§ **REQUIRED TASK**
Retype each record shown below, leaving every character as it is.

— begin ROWS —

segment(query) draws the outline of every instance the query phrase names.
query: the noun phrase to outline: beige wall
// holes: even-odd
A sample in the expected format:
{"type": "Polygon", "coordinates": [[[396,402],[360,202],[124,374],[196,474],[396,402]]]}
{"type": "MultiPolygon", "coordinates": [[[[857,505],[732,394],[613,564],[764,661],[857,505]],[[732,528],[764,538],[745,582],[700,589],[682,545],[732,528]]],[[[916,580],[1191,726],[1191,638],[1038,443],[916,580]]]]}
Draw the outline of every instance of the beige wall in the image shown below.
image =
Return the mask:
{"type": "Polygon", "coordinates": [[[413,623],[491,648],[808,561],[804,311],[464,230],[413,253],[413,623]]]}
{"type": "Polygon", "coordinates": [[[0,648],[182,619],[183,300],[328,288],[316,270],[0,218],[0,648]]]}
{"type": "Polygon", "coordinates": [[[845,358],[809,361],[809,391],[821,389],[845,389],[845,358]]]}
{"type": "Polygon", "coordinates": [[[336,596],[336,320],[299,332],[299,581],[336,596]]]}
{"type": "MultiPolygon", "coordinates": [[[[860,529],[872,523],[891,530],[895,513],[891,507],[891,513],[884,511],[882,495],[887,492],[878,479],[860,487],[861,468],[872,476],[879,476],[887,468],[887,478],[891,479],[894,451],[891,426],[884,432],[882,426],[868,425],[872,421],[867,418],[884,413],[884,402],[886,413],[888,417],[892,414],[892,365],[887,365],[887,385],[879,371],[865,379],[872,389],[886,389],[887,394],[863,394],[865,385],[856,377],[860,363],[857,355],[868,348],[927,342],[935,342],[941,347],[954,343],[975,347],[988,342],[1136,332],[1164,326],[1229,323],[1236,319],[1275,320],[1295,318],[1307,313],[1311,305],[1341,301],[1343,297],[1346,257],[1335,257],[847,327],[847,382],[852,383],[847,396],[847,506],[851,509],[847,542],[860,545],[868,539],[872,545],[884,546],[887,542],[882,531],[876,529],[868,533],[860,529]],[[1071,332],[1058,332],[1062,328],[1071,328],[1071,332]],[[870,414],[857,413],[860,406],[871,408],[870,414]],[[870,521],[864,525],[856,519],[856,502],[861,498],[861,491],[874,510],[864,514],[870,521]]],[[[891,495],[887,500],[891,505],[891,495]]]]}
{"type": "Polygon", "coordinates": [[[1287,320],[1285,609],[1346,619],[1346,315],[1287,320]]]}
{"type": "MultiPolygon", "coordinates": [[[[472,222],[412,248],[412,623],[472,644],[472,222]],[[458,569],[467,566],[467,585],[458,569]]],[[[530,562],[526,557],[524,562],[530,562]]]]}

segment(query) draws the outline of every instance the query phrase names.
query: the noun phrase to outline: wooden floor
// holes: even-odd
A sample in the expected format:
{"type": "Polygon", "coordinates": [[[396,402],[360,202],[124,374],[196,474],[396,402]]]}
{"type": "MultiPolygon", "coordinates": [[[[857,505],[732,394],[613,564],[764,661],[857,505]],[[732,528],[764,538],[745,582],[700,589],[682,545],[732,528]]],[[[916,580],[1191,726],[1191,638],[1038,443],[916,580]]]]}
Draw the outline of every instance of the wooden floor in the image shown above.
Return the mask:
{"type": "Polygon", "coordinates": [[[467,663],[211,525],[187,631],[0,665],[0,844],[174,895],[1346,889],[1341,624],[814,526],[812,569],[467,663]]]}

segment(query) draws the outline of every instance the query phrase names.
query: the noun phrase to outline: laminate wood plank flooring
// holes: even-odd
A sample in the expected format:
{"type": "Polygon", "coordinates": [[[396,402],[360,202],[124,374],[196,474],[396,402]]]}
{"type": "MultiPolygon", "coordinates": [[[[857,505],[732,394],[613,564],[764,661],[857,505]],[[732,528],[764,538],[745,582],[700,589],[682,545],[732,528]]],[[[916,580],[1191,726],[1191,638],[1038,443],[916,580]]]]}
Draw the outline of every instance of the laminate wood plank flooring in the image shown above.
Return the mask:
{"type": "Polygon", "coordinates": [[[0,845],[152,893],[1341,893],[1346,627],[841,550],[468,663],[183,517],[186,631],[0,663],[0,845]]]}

— end ROWS —

§ **CORRECT RESPONSE**
segment(query) draws the outline of every instance the query phrase names.
query: the noun phrase to outline: beige wall
// holes: even-odd
A sample in the expected format:
{"type": "Polygon", "coordinates": [[[396,402],[360,202],[124,374],[196,474],[396,402]]]}
{"type": "MultiPolygon", "coordinates": [[[[857,505],[732,394],[613,564],[764,661],[857,505]],[[732,528],[764,538],[745,582],[700,589],[682,545],[732,528]]],[[[916,580],[1191,726],[1191,638],[1038,443],[916,580]]]]}
Draw the outline of every instance of the beige wall in the image shown below.
image =
Return the mask:
{"type": "Polygon", "coordinates": [[[413,623],[491,648],[808,561],[804,311],[464,230],[413,253],[413,623]]]}
{"type": "Polygon", "coordinates": [[[0,648],[182,619],[183,300],[328,288],[316,270],[0,218],[0,648]]]}
{"type": "Polygon", "coordinates": [[[845,358],[809,361],[809,391],[821,389],[845,389],[845,358]]]}
{"type": "Polygon", "coordinates": [[[336,596],[336,320],[299,332],[299,581],[336,596]]]}
{"type": "MultiPolygon", "coordinates": [[[[860,529],[872,523],[891,530],[895,513],[891,507],[891,513],[884,511],[882,495],[887,492],[878,479],[860,487],[861,468],[872,476],[879,476],[887,468],[887,478],[891,479],[894,451],[891,426],[884,432],[882,426],[868,425],[872,421],[867,418],[884,413],[884,402],[886,413],[888,417],[892,414],[892,365],[887,365],[887,385],[879,371],[865,379],[872,389],[886,389],[887,394],[863,394],[865,385],[856,377],[860,363],[857,355],[868,348],[927,342],[935,342],[941,347],[954,343],[975,347],[988,342],[1136,332],[1164,326],[1229,323],[1236,319],[1275,320],[1295,318],[1307,313],[1311,305],[1341,301],[1343,297],[1346,257],[1335,257],[847,327],[847,382],[852,383],[847,396],[847,506],[851,509],[847,542],[860,545],[868,539],[872,545],[884,546],[887,542],[882,531],[876,529],[868,533],[860,529]],[[1071,332],[1058,332],[1062,328],[1071,328],[1071,332]],[[870,414],[857,413],[860,406],[871,408],[870,414]],[[870,521],[864,525],[856,519],[856,502],[861,498],[861,491],[874,510],[864,514],[870,521]]],[[[891,495],[887,500],[891,505],[891,495]]]]}
{"type": "Polygon", "coordinates": [[[1287,320],[1285,609],[1346,619],[1346,315],[1287,320]]]}
{"type": "MultiPolygon", "coordinates": [[[[472,222],[412,248],[412,623],[472,644],[472,222]],[[458,569],[467,566],[467,585],[458,569]]],[[[530,562],[526,557],[524,562],[530,562]]]]}

segment(query) draws the outline of every instance the query phrase names.
query: the noun phrase to outline: wooden floor
// holes: even-odd
A sample in the expected format:
{"type": "Polygon", "coordinates": [[[396,402],[360,202],[124,374],[196,474],[396,402]]]}
{"type": "MultiPolygon", "coordinates": [[[[857,505],[732,394],[613,564],[764,661],[857,505]],[[732,528],[764,538],[745,582],[700,589],[682,545],[732,528]]],[[[916,580],[1191,726],[1191,638],[1038,443],[916,580]]]]}
Draw the outline of every instance of the wooden floor in the image shown above.
Return the mask:
{"type": "Polygon", "coordinates": [[[467,663],[211,525],[187,631],[0,665],[0,844],[174,895],[1346,889],[1341,624],[814,526],[812,569],[467,663]]]}

segment(query) draws the outline of every instance the query phrase names.
query: the noun phrase to outline: laminate wood plank flooring
// holes: even-odd
A sample in the expected format:
{"type": "Polygon", "coordinates": [[[396,402],[360,202],[124,374],[196,474],[396,402]]]}
{"type": "MultiPolygon", "coordinates": [[[[857,505],[732,394],[613,564],[764,661],[857,505]],[[732,528],[764,538],[745,582],[700,589],[682,545],[732,528]]],[[[916,580],[1191,726],[1191,638],[1038,443],[916,580]]]]}
Draw the outline of every instance of the laminate wood plank flooring in the image shown above.
Return the mask:
{"type": "Polygon", "coordinates": [[[0,845],[152,893],[1341,893],[1346,627],[841,550],[468,663],[183,517],[186,631],[0,663],[0,845]]]}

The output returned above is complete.